Rewrite the lines from the one containing "statue, I would be grateful." through the one containing "M122 64L129 78L134", changing "elephant statue" to "elephant sculpture" and leaving everything else the same.

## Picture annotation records
════════════════

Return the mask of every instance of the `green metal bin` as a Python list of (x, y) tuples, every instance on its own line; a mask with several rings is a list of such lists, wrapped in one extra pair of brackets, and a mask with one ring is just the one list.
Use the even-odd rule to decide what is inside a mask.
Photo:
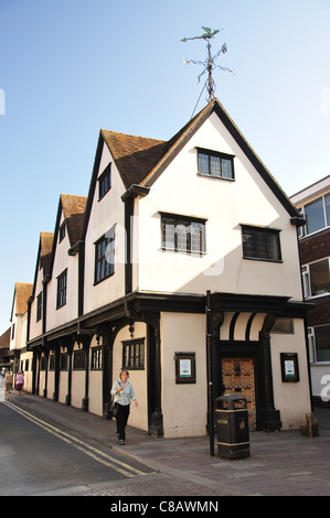
[(246, 399), (235, 393), (216, 398), (217, 454), (223, 458), (249, 456)]

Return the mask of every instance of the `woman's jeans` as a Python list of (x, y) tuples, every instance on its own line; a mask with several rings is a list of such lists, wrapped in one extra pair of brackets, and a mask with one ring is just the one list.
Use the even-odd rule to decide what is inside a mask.
[(126, 435), (125, 435), (125, 427), (127, 424), (128, 416), (129, 416), (129, 404), (119, 404), (117, 403), (118, 407), (118, 413), (116, 417), (117, 421), (117, 434), (121, 441), (125, 441)]

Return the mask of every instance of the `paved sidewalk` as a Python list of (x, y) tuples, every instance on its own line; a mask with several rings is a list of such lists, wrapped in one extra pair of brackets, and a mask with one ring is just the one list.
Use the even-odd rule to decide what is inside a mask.
[[(210, 455), (209, 436), (160, 439), (127, 427), (120, 446), (114, 421), (30, 393), (6, 396), (67, 429), (107, 444), (156, 473), (119, 483), (49, 493), (75, 496), (327, 496), (330, 495), (330, 409), (315, 409), (319, 436), (300, 431), (252, 432), (251, 455), (228, 461)], [(215, 436), (216, 442), (216, 436)]]

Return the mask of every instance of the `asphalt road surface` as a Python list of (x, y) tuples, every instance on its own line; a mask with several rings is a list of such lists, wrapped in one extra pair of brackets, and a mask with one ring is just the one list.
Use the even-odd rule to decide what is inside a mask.
[(42, 496), (150, 473), (97, 441), (0, 400), (1, 496)]

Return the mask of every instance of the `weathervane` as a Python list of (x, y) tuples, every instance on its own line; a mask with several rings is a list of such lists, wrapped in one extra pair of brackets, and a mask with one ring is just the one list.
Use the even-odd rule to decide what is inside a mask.
[(207, 94), (209, 94), (207, 100), (210, 101), (214, 98), (214, 90), (215, 90), (215, 83), (214, 83), (214, 79), (213, 79), (212, 72), (215, 68), (221, 68), (222, 71), (227, 71), (227, 72), (231, 72), (232, 74), (234, 74), (234, 73), (233, 73), (233, 71), (231, 71), (230, 68), (227, 68), (225, 66), (215, 65), (215, 60), (220, 56), (220, 54), (221, 53), (225, 54), (227, 52), (227, 47), (226, 47), (225, 43), (222, 45), (220, 51), (217, 51), (217, 53), (214, 56), (212, 56), (212, 54), (211, 54), (211, 42), (210, 42), (210, 40), (212, 37), (214, 37), (215, 34), (217, 34), (220, 32), (220, 30), (215, 29), (215, 30), (212, 31), (212, 29), (210, 29), (207, 26), (202, 26), (202, 29), (205, 32), (201, 36), (183, 37), (183, 40), (181, 40), (181, 42), (185, 43), (188, 40), (204, 40), (206, 42), (207, 58), (204, 62), (193, 61), (193, 60), (185, 60), (185, 58), (184, 58), (184, 62), (187, 64), (193, 63), (194, 65), (202, 65), (204, 67), (203, 72), (198, 77), (199, 82), (201, 80), (201, 77), (205, 74), (205, 72), (207, 72), (207, 79), (206, 79), (206, 83), (205, 83), (204, 86), (206, 86), (206, 88), (207, 88)]

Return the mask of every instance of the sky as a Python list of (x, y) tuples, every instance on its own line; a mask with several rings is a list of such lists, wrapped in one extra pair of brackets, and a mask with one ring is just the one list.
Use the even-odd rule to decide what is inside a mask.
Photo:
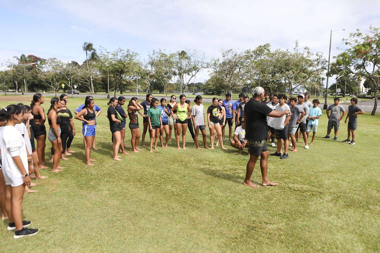
[[(266, 43), (292, 50), (298, 40), (327, 59), (330, 30), (345, 29), (333, 32), (332, 57), (350, 32), (380, 27), (379, 10), (376, 0), (0, 0), (0, 65), (22, 54), (81, 63), (85, 42), (144, 60), (158, 49), (195, 49), (211, 60)], [(196, 81), (208, 76), (203, 71)]]

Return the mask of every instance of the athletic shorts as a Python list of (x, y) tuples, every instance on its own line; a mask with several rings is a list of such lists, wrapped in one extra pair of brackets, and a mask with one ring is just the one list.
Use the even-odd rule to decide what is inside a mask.
[[(60, 128), (58, 128), (58, 134), (60, 134)], [(48, 138), (52, 142), (58, 140), (58, 138), (52, 128), (49, 128), (49, 132), (48, 133)]]
[(298, 127), (300, 128), (300, 130), (302, 132), (306, 132), (306, 123), (302, 123), (301, 122), (300, 123)]
[[(177, 114), (174, 114), (174, 116), (176, 116)], [(173, 118), (173, 116), (170, 115), (168, 118), (168, 123), (169, 124), (169, 126), (172, 126), (173, 124), (176, 124), (176, 120)]]
[(312, 132), (316, 132), (316, 129), (318, 128), (318, 126), (317, 125), (308, 124), (308, 126), (306, 128), (306, 132), (310, 132), (312, 130)]
[(206, 126), (204, 124), (201, 124), (196, 126), (196, 129), (199, 129), (201, 131), (206, 130)]
[(38, 124), (32, 124), (32, 128), (34, 133), (34, 137), (46, 135), (46, 128), (45, 126), (41, 126)]
[(95, 136), (96, 132), (96, 126), (90, 124), (84, 124), (82, 128), (82, 133), (83, 136)]
[(276, 138), (278, 139), (288, 140), (288, 124), (286, 124), (286, 126), (284, 127), (283, 129), (274, 129), (272, 128), (274, 131), (272, 132), (276, 134)]
[(138, 123), (137, 124), (130, 123), (128, 126), (130, 128), (130, 129), (137, 129), (140, 128), (140, 127), (138, 126)]
[(332, 127), (334, 126), (334, 130), (336, 131), (338, 131), (339, 130), (339, 124), (340, 124), (340, 122), (339, 120), (338, 121), (335, 121), (335, 120), (328, 120), (328, 122), (327, 124), (327, 128), (328, 129), (332, 129)]
[(250, 154), (254, 156), (260, 156), (262, 152), (268, 151), (266, 142), (262, 140), (250, 140)]
[(347, 129), (350, 130), (355, 130), (358, 128), (358, 122), (351, 122), (348, 120), (348, 124), (347, 124)]

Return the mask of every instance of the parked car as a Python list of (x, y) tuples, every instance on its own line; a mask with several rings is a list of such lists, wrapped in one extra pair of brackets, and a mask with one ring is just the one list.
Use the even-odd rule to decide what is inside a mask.
[(68, 94), (79, 94), (79, 90), (75, 89), (70, 89), (68, 92)]

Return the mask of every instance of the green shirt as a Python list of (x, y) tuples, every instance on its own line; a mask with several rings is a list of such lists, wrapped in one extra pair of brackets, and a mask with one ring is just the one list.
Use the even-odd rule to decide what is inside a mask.
[(150, 123), (152, 125), (156, 126), (161, 124), (161, 122), (160, 121), (160, 110), (158, 108), (154, 109), (152, 107), (151, 107), (149, 108), (146, 114), (146, 116), (148, 117), (150, 117)]

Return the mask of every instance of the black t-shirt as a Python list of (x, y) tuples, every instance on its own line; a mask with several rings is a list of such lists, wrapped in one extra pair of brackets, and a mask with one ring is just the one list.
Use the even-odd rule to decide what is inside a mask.
[(222, 114), (222, 109), (220, 106), (216, 104), (216, 106), (212, 104), (207, 109), (207, 113), (210, 114), (210, 120), (212, 123), (219, 122), (219, 116)]
[(250, 100), (244, 106), (246, 138), (252, 140), (262, 140), (268, 138), (266, 116), (273, 109), (257, 100)]
[(68, 109), (60, 110), (58, 112), (58, 116), (60, 118), (60, 127), (62, 132), (68, 132), (71, 131), (70, 126), (70, 118), (72, 118), (72, 114)]

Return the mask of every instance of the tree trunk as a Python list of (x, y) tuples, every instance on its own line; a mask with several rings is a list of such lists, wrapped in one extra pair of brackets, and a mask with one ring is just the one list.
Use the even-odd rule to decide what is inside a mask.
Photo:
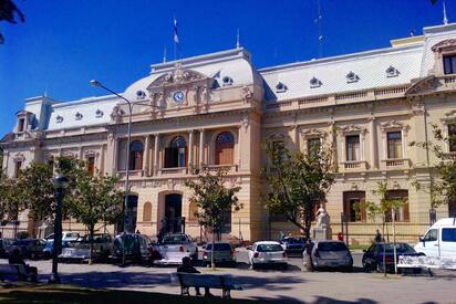
[(90, 250), (89, 250), (89, 264), (92, 265), (92, 256), (93, 256), (93, 234), (94, 234), (94, 226), (89, 227), (89, 242), (90, 242)]

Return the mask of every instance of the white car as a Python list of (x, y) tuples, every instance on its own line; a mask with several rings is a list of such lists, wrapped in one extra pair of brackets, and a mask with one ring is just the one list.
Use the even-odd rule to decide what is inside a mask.
[[(63, 231), (62, 232), (62, 241), (76, 241), (80, 238), (80, 233), (73, 231)], [(54, 233), (49, 234), (44, 238), (46, 241), (54, 240)]]
[(182, 264), (184, 256), (198, 260), (198, 245), (191, 237), (184, 233), (165, 235), (158, 243), (158, 251), (162, 260), (155, 261), (155, 264), (178, 265)]
[(456, 256), (456, 218), (447, 218), (436, 221), (419, 238), (415, 245), (416, 252), (422, 252), (426, 256)]
[(287, 253), (283, 247), (276, 241), (256, 242), (251, 248), (247, 248), (249, 252), (249, 263), (252, 269), (258, 265), (279, 265), (282, 269), (288, 268)]

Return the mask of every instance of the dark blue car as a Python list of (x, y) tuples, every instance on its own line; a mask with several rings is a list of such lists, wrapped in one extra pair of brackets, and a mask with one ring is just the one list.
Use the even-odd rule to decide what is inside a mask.
[[(396, 262), (398, 255), (423, 255), (417, 253), (413, 247), (407, 243), (396, 243)], [(385, 251), (385, 252), (384, 252)], [(394, 245), (392, 243), (375, 243), (367, 250), (364, 250), (363, 268), (365, 270), (376, 270), (379, 272), (384, 271), (383, 256), (385, 256), (386, 271), (394, 272)]]

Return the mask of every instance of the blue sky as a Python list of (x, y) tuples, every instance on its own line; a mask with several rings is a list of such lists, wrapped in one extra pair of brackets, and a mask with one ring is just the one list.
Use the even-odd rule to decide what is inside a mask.
[[(183, 57), (232, 49), (236, 32), (257, 67), (317, 57), (317, 0), (15, 0), (27, 22), (0, 23), (0, 137), (27, 97), (61, 101), (103, 95), (97, 78), (123, 92), (173, 59), (173, 17)], [(391, 39), (442, 24), (429, 0), (321, 0), (323, 56), (388, 46)], [(456, 0), (446, 1), (456, 21)]]

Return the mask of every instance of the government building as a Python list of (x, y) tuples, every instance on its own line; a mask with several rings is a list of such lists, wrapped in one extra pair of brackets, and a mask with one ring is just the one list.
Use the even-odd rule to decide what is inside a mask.
[[(415, 242), (429, 226), (431, 198), (412, 184), (428, 184), (439, 160), (410, 143), (435, 140), (432, 125), (456, 133), (455, 92), (456, 24), (424, 28), (423, 35), (392, 40), (385, 49), (260, 70), (237, 48), (154, 64), (122, 93), (133, 103), (128, 164), (128, 106), (122, 98), (39, 96), (25, 101), (2, 139), (3, 169), (15, 177), (31, 161), (71, 156), (121, 177), (123, 189), (128, 166), (127, 211), (135, 230), (155, 235), (185, 222), (186, 233), (204, 239), (185, 181), (203, 164), (224, 167), (227, 182), (241, 187), (243, 206), (225, 214), (225, 233), (255, 241), (299, 233), (261, 201), (263, 145), (280, 141), (309, 153), (328, 144), (338, 167), (324, 202), (333, 238), (343, 213), (350, 243), (373, 239), (381, 221), (354, 206), (379, 201), (373, 190), (387, 181), (388, 197), (407, 201), (395, 216), (397, 239)], [(444, 149), (456, 156), (455, 145), (445, 143)], [(456, 202), (437, 209), (438, 218), (448, 216), (456, 216)], [(27, 214), (19, 219), (19, 228), (34, 234), (49, 224)], [(65, 219), (63, 229), (83, 228)]]

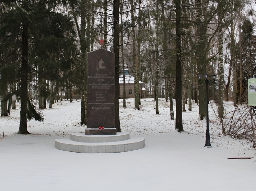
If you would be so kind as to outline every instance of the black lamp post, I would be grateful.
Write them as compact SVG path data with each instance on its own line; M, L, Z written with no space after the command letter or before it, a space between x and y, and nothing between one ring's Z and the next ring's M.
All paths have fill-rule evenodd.
M210 139L210 130L209 129L209 111L208 108L208 104L209 102L209 97L208 95L208 84L209 83L209 80L208 78L208 74L207 73L205 74L204 80L205 81L205 84L206 86L206 136L205 138L205 147L211 147L211 141ZM212 79L213 80L213 82L215 82L217 76L216 74L212 75ZM198 74L198 79L199 82L202 79L202 75L201 74Z

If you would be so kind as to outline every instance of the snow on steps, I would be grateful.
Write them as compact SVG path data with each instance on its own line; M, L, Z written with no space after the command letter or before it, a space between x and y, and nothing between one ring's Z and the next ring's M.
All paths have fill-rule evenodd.
M101 135L71 133L70 139L56 139L55 146L60 150L81 153L121 152L142 149L145 146L145 139L130 138L129 133Z

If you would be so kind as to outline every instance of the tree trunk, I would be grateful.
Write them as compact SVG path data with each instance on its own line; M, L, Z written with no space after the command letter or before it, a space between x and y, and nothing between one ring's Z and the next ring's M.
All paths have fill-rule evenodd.
M13 94L12 97L12 109L16 109L16 95Z
M169 97L170 100L170 115L171 120L174 120L174 112L173 111L173 101L172 91L171 87L169 86Z
M21 45L22 61L21 74L21 111L20 121L18 134L28 134L27 126L27 80L28 68L28 24L25 23L22 26Z
M124 31L123 30L123 2L121 3L120 5L120 18L121 19L121 43L122 46L121 47L121 52L122 54L122 66L123 67L123 107L124 108L126 107L126 91L125 89L125 60L124 59Z
M115 53L115 126L121 132L119 117L119 0L114 0L114 52Z
M1 101L1 117L9 116L7 100L6 99L2 100Z
M176 120L175 128L178 132L183 131L182 124L182 65L181 62L181 0L175 0L175 12L176 14L176 92L175 98L176 101Z
M219 117L222 120L224 116L224 107L223 106L223 82L224 81L224 67L223 64L223 40L222 30L220 31L220 39L219 40L218 45L219 49L219 56L218 63L219 69L219 81L218 90L218 112ZM224 133L222 129L222 133Z

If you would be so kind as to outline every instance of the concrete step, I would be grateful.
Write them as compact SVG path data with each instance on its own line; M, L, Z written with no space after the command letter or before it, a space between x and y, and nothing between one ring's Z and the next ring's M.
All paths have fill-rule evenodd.
M56 139L55 148L67 151L81 153L111 153L140 149L145 146L144 137L136 137L115 142L84 142L68 139Z
M129 133L117 133L116 135L86 135L84 133L71 133L70 139L83 142L107 142L129 139Z

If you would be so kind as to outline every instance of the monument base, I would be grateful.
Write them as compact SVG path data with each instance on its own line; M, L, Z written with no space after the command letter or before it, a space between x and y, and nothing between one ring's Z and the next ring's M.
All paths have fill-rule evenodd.
M85 129L85 135L116 135L117 131L116 128L88 128Z

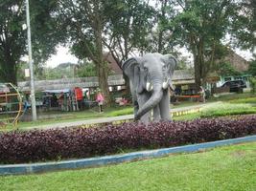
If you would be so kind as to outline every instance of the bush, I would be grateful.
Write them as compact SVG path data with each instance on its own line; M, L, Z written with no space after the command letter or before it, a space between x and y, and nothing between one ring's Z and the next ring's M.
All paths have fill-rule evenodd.
M160 148L256 134L256 116L233 119L105 125L0 134L0 162L21 163L108 155L124 149Z
M200 112L200 117L217 117L223 116L255 114L256 108L251 104L217 103L206 106Z
M246 104L256 104L256 97L246 97L246 98L239 98L235 100L230 100L230 103L246 103Z

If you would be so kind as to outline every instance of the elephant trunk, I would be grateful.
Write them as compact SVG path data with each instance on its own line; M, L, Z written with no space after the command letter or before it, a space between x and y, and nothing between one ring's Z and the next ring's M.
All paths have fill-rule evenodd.
M138 120L140 117L154 108L162 99L163 90L162 90L162 81L154 82L152 84L152 95L151 98L138 110L138 113L135 115L134 119Z

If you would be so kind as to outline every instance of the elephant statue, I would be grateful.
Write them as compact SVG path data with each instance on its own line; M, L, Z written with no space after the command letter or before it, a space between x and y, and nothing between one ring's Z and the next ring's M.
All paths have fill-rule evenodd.
M122 64L129 78L134 120L171 120L169 88L177 61L172 54L147 53Z

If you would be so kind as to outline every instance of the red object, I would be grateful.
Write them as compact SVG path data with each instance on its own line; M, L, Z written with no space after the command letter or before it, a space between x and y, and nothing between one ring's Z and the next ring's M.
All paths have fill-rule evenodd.
M75 88L75 94L76 94L78 101L82 100L82 90L81 88L76 87Z

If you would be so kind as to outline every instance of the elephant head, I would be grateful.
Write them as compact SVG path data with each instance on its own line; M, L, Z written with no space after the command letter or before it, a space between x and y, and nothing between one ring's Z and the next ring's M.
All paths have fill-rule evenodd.
M122 69L129 78L132 97L137 94L151 92L150 99L139 108L135 120L154 108L161 100L163 92L173 88L172 77L176 59L171 54L147 53L125 61Z

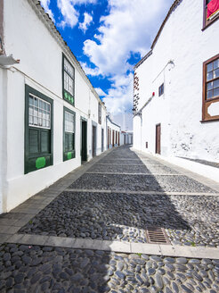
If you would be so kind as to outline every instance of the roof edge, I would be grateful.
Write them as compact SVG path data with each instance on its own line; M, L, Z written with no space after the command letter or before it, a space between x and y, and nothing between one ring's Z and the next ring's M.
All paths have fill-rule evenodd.
M142 58L138 63L137 63L137 64L135 64L134 66L134 70L135 70L136 68L138 68L146 59L148 59L151 54L152 54L152 50L150 50L147 54L146 54L146 55L143 57L143 58Z
M135 70L136 68L138 68L146 59L148 59L148 57L150 57L152 54L152 51L153 51L153 48L159 38L159 35L161 34L163 29L164 29L164 26L166 24L166 22L168 21L171 13L173 13L173 11L178 6L178 4L180 4L180 3L182 2L182 0L175 0L173 4L171 5L167 14L166 15L166 18L164 20L164 21L162 22L161 26L159 27L159 29L152 42L152 45L150 46L150 50L149 51L149 53L146 54L146 55L144 57L142 57L134 66L134 70Z
M28 2L31 4L31 6L37 12L38 14L43 19L43 22L49 29L51 35L57 40L57 43L60 45L61 47L62 47L63 51L65 49L65 53L70 55L70 57L73 59L74 63L76 63L78 71L82 73L82 76L85 80L86 83L88 84L88 87L90 88L90 90L93 93L97 100L101 104L101 105L106 108L106 105L101 101L100 96L97 94L95 88L93 88L93 84L91 83L91 80L88 79L87 75L85 74L84 69L82 68L79 61L77 59L74 53L71 51L69 46L68 46L67 42L64 40L61 34L57 29L54 22L51 19L48 13L45 13L44 7L41 5L41 3L39 0L28 0Z
M158 34L156 35L156 37L155 37L155 38L154 38L154 40L153 40L153 43L152 43L151 47L150 47L151 49L154 48L154 46L155 46L155 45L156 45L156 43L157 43L157 41L158 41L158 38L159 38L159 35L161 34L161 31L163 30L164 26L165 26L166 22L168 21L168 19L169 19L171 13L172 13L173 11L178 6L178 4L180 4L180 3L181 3L182 1L182 0L175 0L175 1L173 3L173 4L171 5L171 7L170 7L170 9L169 9L169 11L168 11L168 13L167 13L167 14L166 14L166 16L164 21L162 22L162 24L161 24L161 26L160 26L160 28L159 28L159 30L158 30Z
M113 122L109 115L107 115L107 119L108 119L112 124L114 124L114 125L116 125L116 126L121 128L120 125L118 125L117 123Z

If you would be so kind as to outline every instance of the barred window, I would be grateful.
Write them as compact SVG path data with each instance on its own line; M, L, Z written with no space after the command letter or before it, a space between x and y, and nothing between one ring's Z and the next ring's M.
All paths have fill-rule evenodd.
M64 54L62 56L62 79L63 98L74 105L75 69Z
M51 105L41 98L29 94L28 125L51 129Z
M65 112L65 131L70 133L75 132L74 115L67 111Z

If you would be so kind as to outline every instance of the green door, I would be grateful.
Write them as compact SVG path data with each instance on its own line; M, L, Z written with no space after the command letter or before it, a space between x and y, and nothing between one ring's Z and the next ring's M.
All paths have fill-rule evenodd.
M86 143L87 143L87 122L82 121L81 123L81 160L82 161L87 160Z

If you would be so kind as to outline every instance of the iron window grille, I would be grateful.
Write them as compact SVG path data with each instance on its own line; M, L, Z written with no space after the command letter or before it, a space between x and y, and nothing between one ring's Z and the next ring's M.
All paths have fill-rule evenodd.
M75 69L63 54L62 56L63 98L75 105Z

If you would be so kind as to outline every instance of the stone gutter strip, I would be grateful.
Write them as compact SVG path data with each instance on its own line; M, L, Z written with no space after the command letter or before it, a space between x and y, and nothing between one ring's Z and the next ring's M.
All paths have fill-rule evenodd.
M197 197L219 197L219 193L209 193L209 192L160 192L160 191L130 191L130 190L111 190L111 189L77 189L77 188L66 188L65 191L69 192L91 192L91 193L125 193L130 195L156 195L156 196L197 196Z
M174 257L219 259L219 249L215 247L182 247L158 244L129 243L120 241L94 240L66 237L14 234L8 243L61 247L75 249L94 249L128 254L145 254Z

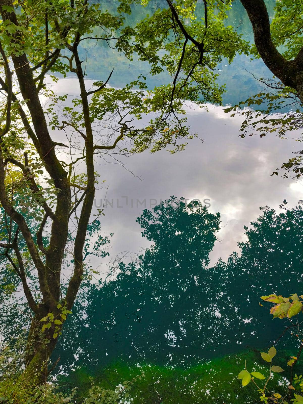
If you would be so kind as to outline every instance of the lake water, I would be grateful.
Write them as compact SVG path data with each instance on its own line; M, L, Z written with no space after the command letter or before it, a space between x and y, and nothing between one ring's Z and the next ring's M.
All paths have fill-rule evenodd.
M272 8L274 2L269 1L267 3ZM135 16L139 18L143 12L138 9ZM234 6L230 18L232 23L240 24L239 29L251 39L249 21L240 4ZM100 60L102 64L97 61ZM142 65L135 59L130 63L114 50L102 44L96 44L87 55L87 88L92 86L93 83L96 80L105 80L113 67L115 69L109 82L113 87L122 87L140 74L147 76L151 88L170 80L164 74L159 76L149 76L147 65ZM262 85L254 78L252 73L259 77L271 75L261 61L252 62L249 57L243 55L237 56L231 65L223 61L219 69L220 83L227 83L227 92L223 98L224 105L245 100L263 89ZM55 86L58 93L68 93L71 98L79 94L78 82L72 77L60 78ZM288 201L288 206L292 206L302 199L303 183L301 181L271 176L272 172L299 148L293 135L288 140L284 140L274 135L262 139L254 136L241 139L239 136L239 129L242 118L238 116L231 117L225 114L224 106L209 105L208 112L194 105L187 105L186 107L188 124L193 132L197 133L198 137L203 139L203 142L199 139L194 139L189 142L184 152L175 154L162 150L154 154L146 152L130 157L109 155L102 159L96 159L100 179L105 180L106 182L103 188L96 192L93 213L97 213L106 198L107 203L104 211L105 216L101 217L101 221L102 231L105 234L114 233L111 238L109 259L114 259L118 255L126 254L125 261L129 261L150 245L147 239L141 236L141 229L136 219L143 208L152 208L172 195L188 200L198 199L209 206L210 212L221 213L221 228L210 253L210 265L220 257L226 260L233 251L239 250L237 243L246 240L243 227L249 226L250 222L260 215L260 206L268 205L279 210L279 205L284 199ZM100 271L101 276L107 274L109 264L107 259L100 260L93 257L90 264L94 269ZM235 288L238 286L235 285ZM290 291L297 291L292 289ZM212 291L209 292L211 293ZM94 312L98 313L98 305L101 303L96 301L93 304L96 305L95 309L97 311ZM248 305L247 303L245 304ZM216 309L218 314L217 317L220 314L221 309L219 306ZM210 338L205 342L201 356L220 356L234 352L236 349L240 350L241 347L244 347L246 327L250 326L249 324L246 324L251 320L249 318L249 308L246 312L247 318L244 317L241 320L241 327L243 328L237 330L236 337L231 336L234 340L236 338L236 341L232 341L230 347L228 342L230 339L221 340L220 336L217 336L217 339L214 337L213 341ZM122 314L122 318L123 315ZM226 320L223 317L222 321ZM219 319L217 317L216 321L219 322ZM100 321L102 320L101 317ZM83 329L81 331L83 339L81 340L81 346L88 343L88 347L86 347L87 355L91 354L90 349L93 351L97 349L96 355L100 354L104 359L108 355L110 347L106 344L98 345L100 342L98 332L95 330L96 335L91 337L92 328L95 328L96 320L93 319L90 323L88 318L87 323L85 324L86 320L83 321ZM266 317L264 320L269 321L269 317L268 320ZM259 324L259 330L265 329L264 324ZM254 339L256 329L249 330L248 338L251 339L251 346L255 347L254 344L257 343L256 341L259 338L256 335ZM100 331L100 338L103 337L103 332ZM163 333L162 337L164 335ZM230 338L230 335L229 338ZM269 332L266 338L267 341L271 340ZM114 340L115 342L113 339L113 346L110 345L111 340L109 339L112 356L116 347L120 343L123 343L123 339L121 336L120 338ZM79 343L78 340L77 342ZM69 343L68 341L66 343ZM127 351L126 349L126 351ZM64 354L61 351L59 355L62 358ZM87 354L82 351L82 355L85 360ZM61 360L64 362L63 359Z
M272 15L275 1L267 3ZM161 2L158 4L160 6ZM103 4L109 11L115 5L114 2L105 1ZM133 23L150 11L136 7L131 17L127 17L127 22ZM250 23L240 2L235 3L230 12L228 23L238 26L245 37L252 40ZM109 84L113 87L122 87L140 74L147 76L150 88L170 80L164 73L149 75L147 64L135 57L130 62L102 42L86 51L83 51L82 56L86 59L88 88L96 80L106 80L113 68ZM219 83L227 84L224 105L234 105L263 89L264 86L253 75L272 76L262 60L252 61L244 55L237 55L231 65L223 61L218 68ZM58 93L79 94L77 80L72 77L60 79L55 86ZM283 141L274 135L262 139L241 139L238 133L241 118L231 117L224 113L223 107L210 105L208 112L194 106L187 108L188 124L204 142L194 139L182 153L171 155L162 151L152 155L145 152L130 158L122 156L120 163L114 160L116 156L97 161L101 179L106 182L96 193L95 206L99 207L104 200L108 187L106 198L109 203L102 224L105 233L114 233L110 250L112 258L122 251L135 254L148 245L141 237L136 218L144 208L152 207L173 195L201 201L209 199L210 210L221 213L224 227L212 253L215 260L219 257L225 259L237 250L237 242L243 239L243 226L256 218L259 206L267 204L276 208L284 199L290 206L302 198L301 181L270 177L298 148L293 134L291 139ZM107 270L106 267L101 270Z

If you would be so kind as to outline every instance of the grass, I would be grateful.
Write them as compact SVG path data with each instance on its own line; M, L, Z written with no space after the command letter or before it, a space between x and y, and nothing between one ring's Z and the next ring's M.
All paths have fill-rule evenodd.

════════════════

## THE SOLUTION
If you would be so kind as to outline every instance of the elephant sculpture, I would be grateful.
Write them as compact SVG path data with each instance on its own line; M, L, Z written with no space after the command letter or before it, a space between x and y, and nothing between one ring's Z and the next ring's M.
All paths have fill-rule evenodd.
M122 64L129 78L134 120L171 120L169 88L177 61L172 54L147 53Z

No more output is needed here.